# Письменное задание
Представьте в виде таблицы Markdown со столбцами «Номер» и «Строка данных» всё, что идёт от строки, содержащей «Pin the navy», и до самого конца данных, включая обе границы. Пустые строки в таблицу не включайте.

——

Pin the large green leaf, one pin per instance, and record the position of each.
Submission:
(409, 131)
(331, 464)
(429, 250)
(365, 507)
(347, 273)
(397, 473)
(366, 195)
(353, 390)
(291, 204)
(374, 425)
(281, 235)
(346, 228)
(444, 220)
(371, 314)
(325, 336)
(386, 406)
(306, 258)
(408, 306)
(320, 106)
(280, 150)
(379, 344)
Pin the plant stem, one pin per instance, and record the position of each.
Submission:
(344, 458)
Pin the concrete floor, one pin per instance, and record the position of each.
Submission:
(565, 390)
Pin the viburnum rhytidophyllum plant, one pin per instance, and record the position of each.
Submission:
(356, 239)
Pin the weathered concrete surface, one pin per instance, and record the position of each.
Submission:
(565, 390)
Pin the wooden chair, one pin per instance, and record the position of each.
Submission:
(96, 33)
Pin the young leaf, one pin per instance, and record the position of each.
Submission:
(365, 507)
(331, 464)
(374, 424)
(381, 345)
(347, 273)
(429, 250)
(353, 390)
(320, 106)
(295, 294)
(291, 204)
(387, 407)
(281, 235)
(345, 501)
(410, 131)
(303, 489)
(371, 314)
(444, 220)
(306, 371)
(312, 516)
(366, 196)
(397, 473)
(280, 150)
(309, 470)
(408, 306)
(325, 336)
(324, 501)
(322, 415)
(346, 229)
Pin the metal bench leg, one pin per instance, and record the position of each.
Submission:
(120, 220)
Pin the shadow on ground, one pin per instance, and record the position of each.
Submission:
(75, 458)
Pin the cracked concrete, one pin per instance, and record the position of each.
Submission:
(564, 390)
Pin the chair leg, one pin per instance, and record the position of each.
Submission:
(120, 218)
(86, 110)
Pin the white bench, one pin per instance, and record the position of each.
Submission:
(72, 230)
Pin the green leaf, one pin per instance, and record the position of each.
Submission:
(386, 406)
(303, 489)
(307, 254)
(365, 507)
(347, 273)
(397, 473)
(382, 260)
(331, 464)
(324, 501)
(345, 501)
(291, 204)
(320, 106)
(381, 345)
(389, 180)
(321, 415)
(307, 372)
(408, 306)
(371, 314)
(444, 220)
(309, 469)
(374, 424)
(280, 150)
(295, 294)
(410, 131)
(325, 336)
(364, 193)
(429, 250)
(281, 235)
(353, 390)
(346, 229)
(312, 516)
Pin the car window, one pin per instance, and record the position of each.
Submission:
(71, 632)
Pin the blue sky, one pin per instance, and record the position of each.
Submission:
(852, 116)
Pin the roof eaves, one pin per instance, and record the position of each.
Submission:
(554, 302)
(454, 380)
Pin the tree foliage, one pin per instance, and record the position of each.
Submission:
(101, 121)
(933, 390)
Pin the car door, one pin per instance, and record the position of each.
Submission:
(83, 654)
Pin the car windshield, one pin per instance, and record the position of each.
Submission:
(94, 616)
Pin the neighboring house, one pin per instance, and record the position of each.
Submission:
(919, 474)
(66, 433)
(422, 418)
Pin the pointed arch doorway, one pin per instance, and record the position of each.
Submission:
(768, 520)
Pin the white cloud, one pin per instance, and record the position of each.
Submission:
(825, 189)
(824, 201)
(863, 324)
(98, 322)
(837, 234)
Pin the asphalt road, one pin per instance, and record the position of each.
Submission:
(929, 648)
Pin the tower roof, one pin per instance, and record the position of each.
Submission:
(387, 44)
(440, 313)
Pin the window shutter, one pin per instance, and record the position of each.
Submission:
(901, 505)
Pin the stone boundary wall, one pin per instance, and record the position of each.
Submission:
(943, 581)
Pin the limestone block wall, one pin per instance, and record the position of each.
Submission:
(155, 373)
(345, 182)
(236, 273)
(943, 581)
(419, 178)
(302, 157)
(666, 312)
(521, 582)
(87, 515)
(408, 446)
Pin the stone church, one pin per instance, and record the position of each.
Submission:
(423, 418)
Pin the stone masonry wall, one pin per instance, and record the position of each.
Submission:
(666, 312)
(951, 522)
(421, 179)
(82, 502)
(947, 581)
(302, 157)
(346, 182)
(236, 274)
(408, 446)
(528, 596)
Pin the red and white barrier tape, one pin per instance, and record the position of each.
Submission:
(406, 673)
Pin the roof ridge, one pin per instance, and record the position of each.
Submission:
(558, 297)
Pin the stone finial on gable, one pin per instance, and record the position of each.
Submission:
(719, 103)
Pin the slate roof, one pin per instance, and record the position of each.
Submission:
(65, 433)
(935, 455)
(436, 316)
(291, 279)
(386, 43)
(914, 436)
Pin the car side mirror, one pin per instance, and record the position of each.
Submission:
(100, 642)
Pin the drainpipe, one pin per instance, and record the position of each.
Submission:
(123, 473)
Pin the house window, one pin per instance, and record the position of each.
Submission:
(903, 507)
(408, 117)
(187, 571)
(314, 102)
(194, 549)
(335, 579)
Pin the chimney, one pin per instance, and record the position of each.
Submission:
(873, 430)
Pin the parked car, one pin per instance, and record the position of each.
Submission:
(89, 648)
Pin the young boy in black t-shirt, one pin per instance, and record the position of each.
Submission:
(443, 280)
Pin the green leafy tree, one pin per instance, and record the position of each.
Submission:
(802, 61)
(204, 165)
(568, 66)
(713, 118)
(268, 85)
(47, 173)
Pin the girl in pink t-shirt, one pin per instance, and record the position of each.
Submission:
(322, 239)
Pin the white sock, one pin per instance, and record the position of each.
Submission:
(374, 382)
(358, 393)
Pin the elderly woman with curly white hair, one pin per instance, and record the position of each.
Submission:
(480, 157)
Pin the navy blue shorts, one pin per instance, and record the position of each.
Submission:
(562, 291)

——

# Разобранный ответ
| Номер | Строка данных |
|---|---|
| 1 | Pin the navy blue shorts, one pin per instance, and record the position of each. |
| 2 | Submission: |
| 3 | (562, 291) |